WORK TO COMPLETE » How many lines of the data below contain the word "backpack"? Reply with the number alone.

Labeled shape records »
-- start --
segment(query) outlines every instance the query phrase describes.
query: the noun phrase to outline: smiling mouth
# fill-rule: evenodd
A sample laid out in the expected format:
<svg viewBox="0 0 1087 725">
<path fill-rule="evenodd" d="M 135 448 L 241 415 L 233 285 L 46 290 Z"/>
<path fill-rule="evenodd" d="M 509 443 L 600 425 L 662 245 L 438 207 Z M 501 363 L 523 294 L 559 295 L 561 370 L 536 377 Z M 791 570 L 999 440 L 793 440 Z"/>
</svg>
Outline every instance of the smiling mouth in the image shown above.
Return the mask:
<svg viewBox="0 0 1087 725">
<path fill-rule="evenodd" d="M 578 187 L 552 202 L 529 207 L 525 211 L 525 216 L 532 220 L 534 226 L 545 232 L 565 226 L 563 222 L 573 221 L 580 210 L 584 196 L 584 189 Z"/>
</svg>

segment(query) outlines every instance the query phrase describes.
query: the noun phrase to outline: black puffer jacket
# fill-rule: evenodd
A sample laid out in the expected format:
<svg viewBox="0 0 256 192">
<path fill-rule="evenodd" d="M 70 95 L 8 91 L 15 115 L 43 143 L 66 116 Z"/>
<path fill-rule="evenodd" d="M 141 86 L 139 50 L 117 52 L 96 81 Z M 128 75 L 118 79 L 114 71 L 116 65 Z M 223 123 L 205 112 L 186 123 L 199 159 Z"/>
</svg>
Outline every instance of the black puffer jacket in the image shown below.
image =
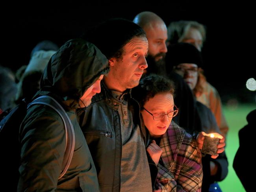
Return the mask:
<svg viewBox="0 0 256 192">
<path fill-rule="evenodd" d="M 67 171 L 58 180 L 66 143 L 63 123 L 50 107 L 33 105 L 20 128 L 18 191 L 99 191 L 94 164 L 75 110 L 79 98 L 108 70 L 108 60 L 99 50 L 82 39 L 68 41 L 52 56 L 34 98 L 50 95 L 65 109 L 75 132 L 73 155 Z"/>
</svg>

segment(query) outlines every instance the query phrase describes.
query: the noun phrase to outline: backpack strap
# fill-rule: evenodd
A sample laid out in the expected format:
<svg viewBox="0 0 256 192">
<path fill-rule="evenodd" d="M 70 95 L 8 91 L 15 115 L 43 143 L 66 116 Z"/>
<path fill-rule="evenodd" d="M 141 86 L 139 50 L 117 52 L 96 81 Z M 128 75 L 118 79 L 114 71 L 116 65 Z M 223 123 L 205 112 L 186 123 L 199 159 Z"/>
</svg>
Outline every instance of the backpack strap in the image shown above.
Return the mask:
<svg viewBox="0 0 256 192">
<path fill-rule="evenodd" d="M 75 134 L 74 127 L 67 113 L 60 104 L 54 99 L 45 95 L 35 99 L 28 105 L 28 109 L 32 105 L 41 104 L 53 109 L 60 116 L 63 121 L 66 133 L 66 147 L 62 164 L 62 171 L 59 179 L 66 173 L 71 161 L 75 148 Z"/>
</svg>

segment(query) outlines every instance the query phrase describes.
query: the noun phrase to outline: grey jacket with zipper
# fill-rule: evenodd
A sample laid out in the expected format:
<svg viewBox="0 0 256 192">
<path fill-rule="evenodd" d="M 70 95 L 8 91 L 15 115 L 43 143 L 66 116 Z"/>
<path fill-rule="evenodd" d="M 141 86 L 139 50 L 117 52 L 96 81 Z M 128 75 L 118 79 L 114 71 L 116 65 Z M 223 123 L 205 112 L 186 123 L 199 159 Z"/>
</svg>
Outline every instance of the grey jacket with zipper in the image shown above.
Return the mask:
<svg viewBox="0 0 256 192">
<path fill-rule="evenodd" d="M 149 135 L 141 126 L 139 103 L 132 97 L 131 91 L 128 94 L 128 110 L 134 124 L 139 125 L 147 146 Z M 122 143 L 117 109 L 121 104 L 102 83 L 101 92 L 93 98 L 92 103 L 80 117 L 80 126 L 93 157 L 102 192 L 120 191 Z M 147 156 L 154 186 L 157 167 L 147 153 Z"/>
</svg>

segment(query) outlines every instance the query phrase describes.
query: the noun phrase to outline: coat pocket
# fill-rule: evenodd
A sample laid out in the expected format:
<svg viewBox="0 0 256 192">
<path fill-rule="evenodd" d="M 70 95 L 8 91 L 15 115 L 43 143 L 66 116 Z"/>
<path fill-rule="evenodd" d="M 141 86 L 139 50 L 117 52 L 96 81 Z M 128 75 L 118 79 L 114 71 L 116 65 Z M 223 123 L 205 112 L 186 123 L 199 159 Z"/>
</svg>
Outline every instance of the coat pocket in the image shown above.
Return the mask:
<svg viewBox="0 0 256 192">
<path fill-rule="evenodd" d="M 83 134 L 98 135 L 99 136 L 111 137 L 111 133 L 109 132 L 98 130 L 87 130 L 83 131 Z"/>
</svg>

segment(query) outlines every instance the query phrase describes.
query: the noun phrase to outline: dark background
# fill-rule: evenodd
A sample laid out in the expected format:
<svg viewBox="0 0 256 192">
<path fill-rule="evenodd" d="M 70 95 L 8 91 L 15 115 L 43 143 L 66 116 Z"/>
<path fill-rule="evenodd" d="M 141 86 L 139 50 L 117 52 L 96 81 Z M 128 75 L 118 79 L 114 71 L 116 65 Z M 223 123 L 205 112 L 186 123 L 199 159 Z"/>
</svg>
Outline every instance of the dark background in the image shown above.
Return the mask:
<svg viewBox="0 0 256 192">
<path fill-rule="evenodd" d="M 32 2 L 30 5 L 9 2 L 0 8 L 0 62 L 15 71 L 28 63 L 31 50 L 41 41 L 49 40 L 61 46 L 104 19 L 122 17 L 132 20 L 141 11 L 151 11 L 167 26 L 180 20 L 196 20 L 204 25 L 206 41 L 202 53 L 208 81 L 217 89 L 224 103 L 234 99 L 255 104 L 255 92 L 247 90 L 245 83 L 248 78 L 256 77 L 256 11 L 254 6 L 245 2 L 225 3 L 161 0 L 153 3 L 97 0 L 59 4 L 46 1 Z"/>
</svg>

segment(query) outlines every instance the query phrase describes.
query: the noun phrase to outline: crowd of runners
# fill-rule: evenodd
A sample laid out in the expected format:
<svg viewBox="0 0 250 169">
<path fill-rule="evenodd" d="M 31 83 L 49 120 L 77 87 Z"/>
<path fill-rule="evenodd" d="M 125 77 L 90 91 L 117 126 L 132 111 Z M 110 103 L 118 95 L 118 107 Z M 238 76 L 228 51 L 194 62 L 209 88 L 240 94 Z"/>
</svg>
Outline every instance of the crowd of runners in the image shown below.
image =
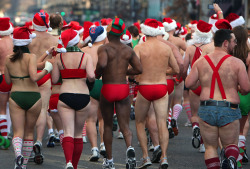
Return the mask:
<svg viewBox="0 0 250 169">
<path fill-rule="evenodd" d="M 178 137 L 185 111 L 190 146 L 204 153 L 208 169 L 243 168 L 250 40 L 242 16 L 224 19 L 217 4 L 214 11 L 209 21 L 186 26 L 173 18 L 128 27 L 121 18 L 103 18 L 81 26 L 43 10 L 23 27 L 0 18 L 1 153 L 12 144 L 14 169 L 29 161 L 42 165 L 47 128 L 46 146 L 61 145 L 65 169 L 77 169 L 86 138 L 89 160 L 102 156 L 102 168 L 114 169 L 113 131 L 119 129 L 127 169 L 152 163 L 166 169 L 169 139 Z M 142 157 L 132 146 L 130 120 Z"/>
</svg>

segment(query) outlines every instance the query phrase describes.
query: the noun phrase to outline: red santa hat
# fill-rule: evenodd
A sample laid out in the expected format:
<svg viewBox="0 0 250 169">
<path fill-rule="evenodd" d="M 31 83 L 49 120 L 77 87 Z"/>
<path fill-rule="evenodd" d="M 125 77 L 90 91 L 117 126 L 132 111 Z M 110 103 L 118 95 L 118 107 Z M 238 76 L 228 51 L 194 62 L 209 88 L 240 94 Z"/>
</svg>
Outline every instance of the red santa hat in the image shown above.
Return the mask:
<svg viewBox="0 0 250 169">
<path fill-rule="evenodd" d="M 132 42 L 132 36 L 131 36 L 131 34 L 130 34 L 130 32 L 128 30 L 126 30 L 126 34 L 123 34 L 120 37 L 120 41 L 121 41 L 121 43 L 123 43 L 125 45 Z"/>
<path fill-rule="evenodd" d="M 86 43 L 88 43 L 88 41 L 90 41 L 89 28 L 93 25 L 94 25 L 93 22 L 90 22 L 90 21 L 85 21 L 83 23 L 84 30 L 83 30 L 82 40 L 81 40 L 82 44 L 86 44 Z"/>
<path fill-rule="evenodd" d="M 177 27 L 176 21 L 171 18 L 163 18 L 162 22 L 166 32 L 174 30 Z"/>
<path fill-rule="evenodd" d="M 199 20 L 197 28 L 193 34 L 194 43 L 210 43 L 213 37 L 212 24 Z"/>
<path fill-rule="evenodd" d="M 35 33 L 31 33 L 31 30 L 27 26 L 23 26 L 14 29 L 12 39 L 14 46 L 26 46 L 30 44 L 35 37 Z"/>
<path fill-rule="evenodd" d="M 10 18 L 0 18 L 0 35 L 6 36 L 13 32 L 13 27 L 10 23 Z"/>
<path fill-rule="evenodd" d="M 232 28 L 245 24 L 245 19 L 235 13 L 230 13 L 225 19 L 229 21 Z"/>
<path fill-rule="evenodd" d="M 219 19 L 219 16 L 217 14 L 213 14 L 209 18 L 208 23 L 213 25 L 213 24 L 215 24 L 216 21 L 218 21 L 218 19 Z"/>
<path fill-rule="evenodd" d="M 144 35 L 157 36 L 159 35 L 159 24 L 156 19 L 146 19 L 143 24 L 141 24 L 141 31 Z"/>
<path fill-rule="evenodd" d="M 141 33 L 141 26 L 140 26 L 140 23 L 139 23 L 139 22 L 135 22 L 135 23 L 134 23 L 134 26 L 137 27 L 139 33 Z"/>
<path fill-rule="evenodd" d="M 166 32 L 165 32 L 165 28 L 164 28 L 162 22 L 160 22 L 160 21 L 157 21 L 157 22 L 158 22 L 158 25 L 159 25 L 159 35 L 165 35 Z"/>
<path fill-rule="evenodd" d="M 232 30 L 232 26 L 226 19 L 219 19 L 212 27 L 213 32 L 215 33 L 219 29 L 229 29 Z"/>
<path fill-rule="evenodd" d="M 83 27 L 80 25 L 77 25 L 74 21 L 71 21 L 68 25 L 64 25 L 62 29 L 74 29 L 79 34 L 83 33 Z"/>
<path fill-rule="evenodd" d="M 36 31 L 52 31 L 52 28 L 49 26 L 49 14 L 45 13 L 44 11 L 40 11 L 36 13 L 33 17 L 33 27 Z"/>
<path fill-rule="evenodd" d="M 80 40 L 79 33 L 73 29 L 67 29 L 62 32 L 58 40 L 57 52 L 67 52 L 67 47 L 76 45 Z"/>
</svg>

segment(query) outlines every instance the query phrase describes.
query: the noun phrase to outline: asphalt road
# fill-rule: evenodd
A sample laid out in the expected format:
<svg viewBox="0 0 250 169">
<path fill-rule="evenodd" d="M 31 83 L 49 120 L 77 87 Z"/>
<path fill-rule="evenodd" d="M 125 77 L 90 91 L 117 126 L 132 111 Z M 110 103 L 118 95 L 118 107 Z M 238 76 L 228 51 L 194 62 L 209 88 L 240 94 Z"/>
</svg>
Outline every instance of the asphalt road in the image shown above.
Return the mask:
<svg viewBox="0 0 250 169">
<path fill-rule="evenodd" d="M 168 147 L 168 162 L 169 169 L 205 169 L 205 162 L 203 153 L 200 153 L 198 149 L 194 149 L 191 145 L 192 128 L 185 127 L 186 114 L 182 112 L 178 119 L 179 135 L 173 139 L 170 139 Z M 131 121 L 130 128 L 133 131 L 133 146 L 136 151 L 136 158 L 139 163 L 142 157 L 142 151 L 138 145 L 135 121 Z M 113 138 L 113 158 L 116 169 L 122 169 L 125 167 L 125 152 L 126 146 L 124 140 L 117 139 L 118 132 L 114 132 Z M 43 154 L 45 156 L 44 163 L 37 165 L 34 162 L 29 162 L 28 169 L 63 169 L 64 168 L 64 154 L 61 146 L 55 148 L 47 148 L 46 141 L 43 141 Z M 99 140 L 98 140 L 99 141 Z M 250 134 L 247 136 L 246 145 L 248 148 L 248 154 L 250 155 Z M 78 169 L 101 169 L 102 158 L 98 162 L 89 162 L 89 156 L 91 153 L 90 143 L 84 144 L 83 153 L 78 164 Z M 152 156 L 152 152 L 149 153 Z M 250 163 L 250 162 L 249 162 Z M 156 169 L 159 164 L 153 164 L 148 167 L 149 169 Z M 13 169 L 14 168 L 14 152 L 12 146 L 9 150 L 0 150 L 0 169 Z M 244 165 L 244 169 L 250 168 L 250 164 Z"/>
</svg>

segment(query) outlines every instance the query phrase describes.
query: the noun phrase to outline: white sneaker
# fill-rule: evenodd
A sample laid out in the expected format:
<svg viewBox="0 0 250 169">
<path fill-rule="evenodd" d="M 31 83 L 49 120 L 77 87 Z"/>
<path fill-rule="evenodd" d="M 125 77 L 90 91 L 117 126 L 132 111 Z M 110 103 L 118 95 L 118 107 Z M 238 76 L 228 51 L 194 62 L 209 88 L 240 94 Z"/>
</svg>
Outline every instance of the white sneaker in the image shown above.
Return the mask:
<svg viewBox="0 0 250 169">
<path fill-rule="evenodd" d="M 124 139 L 122 132 L 119 131 L 117 138 L 118 139 Z"/>
<path fill-rule="evenodd" d="M 66 164 L 65 169 L 74 169 L 74 167 L 73 167 L 73 165 L 72 165 L 71 162 L 68 162 L 68 163 Z"/>
<path fill-rule="evenodd" d="M 206 149 L 205 149 L 205 145 L 204 144 L 200 145 L 199 151 L 200 151 L 200 153 L 205 153 Z"/>
<path fill-rule="evenodd" d="M 87 143 L 88 141 L 87 141 L 87 137 L 86 136 L 82 136 L 82 141 L 83 141 L 83 143 Z"/>
<path fill-rule="evenodd" d="M 100 158 L 100 153 L 99 153 L 99 150 L 98 148 L 92 148 L 92 155 L 90 156 L 90 159 L 89 161 L 98 161 L 99 158 Z"/>
</svg>

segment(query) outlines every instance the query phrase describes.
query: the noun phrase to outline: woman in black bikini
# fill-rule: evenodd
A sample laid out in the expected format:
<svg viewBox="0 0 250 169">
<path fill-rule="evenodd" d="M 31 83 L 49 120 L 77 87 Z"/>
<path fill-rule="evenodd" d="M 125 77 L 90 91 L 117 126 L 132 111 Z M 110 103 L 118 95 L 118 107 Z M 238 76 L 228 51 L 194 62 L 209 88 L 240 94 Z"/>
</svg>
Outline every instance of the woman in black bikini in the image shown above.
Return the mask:
<svg viewBox="0 0 250 169">
<path fill-rule="evenodd" d="M 50 62 L 42 62 L 45 68 L 37 73 L 36 56 L 27 47 L 34 37 L 28 27 L 16 28 L 13 32 L 14 54 L 6 59 L 5 79 L 6 83 L 12 83 L 9 108 L 14 133 L 15 169 L 26 169 L 33 147 L 33 129 L 42 106 L 36 81 L 53 68 Z M 53 49 L 51 47 L 41 58 L 47 57 Z"/>
<path fill-rule="evenodd" d="M 77 169 L 83 149 L 83 125 L 90 110 L 86 82 L 87 79 L 95 81 L 92 58 L 76 46 L 79 40 L 79 34 L 73 29 L 61 34 L 57 47 L 60 54 L 56 56 L 52 71 L 54 84 L 58 82 L 60 74 L 62 77 L 57 109 L 64 130 L 62 147 L 66 159 L 65 169 Z"/>
</svg>

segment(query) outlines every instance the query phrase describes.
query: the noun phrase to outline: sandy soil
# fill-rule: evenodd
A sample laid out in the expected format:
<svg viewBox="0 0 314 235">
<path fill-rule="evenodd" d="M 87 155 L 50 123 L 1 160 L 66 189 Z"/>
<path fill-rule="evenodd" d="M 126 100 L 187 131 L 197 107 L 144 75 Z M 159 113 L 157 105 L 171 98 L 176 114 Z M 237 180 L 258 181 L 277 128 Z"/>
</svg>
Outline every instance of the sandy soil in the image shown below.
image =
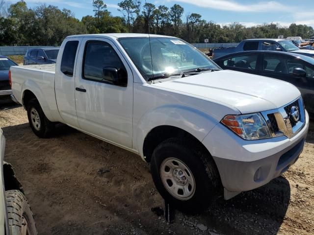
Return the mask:
<svg viewBox="0 0 314 235">
<path fill-rule="evenodd" d="M 5 160 L 23 185 L 40 235 L 314 234 L 313 123 L 303 153 L 283 177 L 219 198 L 201 214 L 177 212 L 168 224 L 151 211 L 163 200 L 140 157 L 64 125 L 40 139 L 27 121 L 22 107 L 0 111 Z"/>
</svg>

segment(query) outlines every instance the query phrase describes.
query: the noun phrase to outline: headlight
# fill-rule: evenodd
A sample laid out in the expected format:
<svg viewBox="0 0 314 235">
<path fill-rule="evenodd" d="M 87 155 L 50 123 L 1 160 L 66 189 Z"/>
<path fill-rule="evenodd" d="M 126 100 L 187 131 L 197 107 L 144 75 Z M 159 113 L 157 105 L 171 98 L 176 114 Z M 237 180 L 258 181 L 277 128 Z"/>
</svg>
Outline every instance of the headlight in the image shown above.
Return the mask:
<svg viewBox="0 0 314 235">
<path fill-rule="evenodd" d="M 272 137 L 265 119 L 259 113 L 244 115 L 228 115 L 221 123 L 244 140 Z"/>
</svg>

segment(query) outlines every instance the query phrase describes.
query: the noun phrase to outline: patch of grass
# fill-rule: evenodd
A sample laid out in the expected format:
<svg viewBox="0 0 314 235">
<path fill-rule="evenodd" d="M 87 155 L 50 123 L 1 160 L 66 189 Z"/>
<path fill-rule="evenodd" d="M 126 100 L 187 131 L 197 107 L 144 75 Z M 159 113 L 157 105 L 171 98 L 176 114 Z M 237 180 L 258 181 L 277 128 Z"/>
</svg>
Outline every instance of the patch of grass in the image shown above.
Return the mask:
<svg viewBox="0 0 314 235">
<path fill-rule="evenodd" d="M 24 55 L 8 55 L 10 59 L 14 61 L 17 64 L 23 64 L 23 57 Z"/>
</svg>

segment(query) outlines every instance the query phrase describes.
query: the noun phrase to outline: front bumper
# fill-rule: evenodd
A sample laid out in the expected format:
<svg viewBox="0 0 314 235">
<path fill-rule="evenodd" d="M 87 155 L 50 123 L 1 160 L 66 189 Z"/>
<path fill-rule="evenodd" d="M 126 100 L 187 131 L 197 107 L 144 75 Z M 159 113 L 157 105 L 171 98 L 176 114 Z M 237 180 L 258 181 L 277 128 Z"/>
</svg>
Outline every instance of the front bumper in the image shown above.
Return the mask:
<svg viewBox="0 0 314 235">
<path fill-rule="evenodd" d="M 309 129 L 306 111 L 305 115 L 304 126 L 291 139 L 281 136 L 245 141 L 220 123 L 210 131 L 203 142 L 216 163 L 226 199 L 237 194 L 236 192 L 251 190 L 267 184 L 297 160 Z"/>
</svg>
-- end --
FULL SOLUTION » 2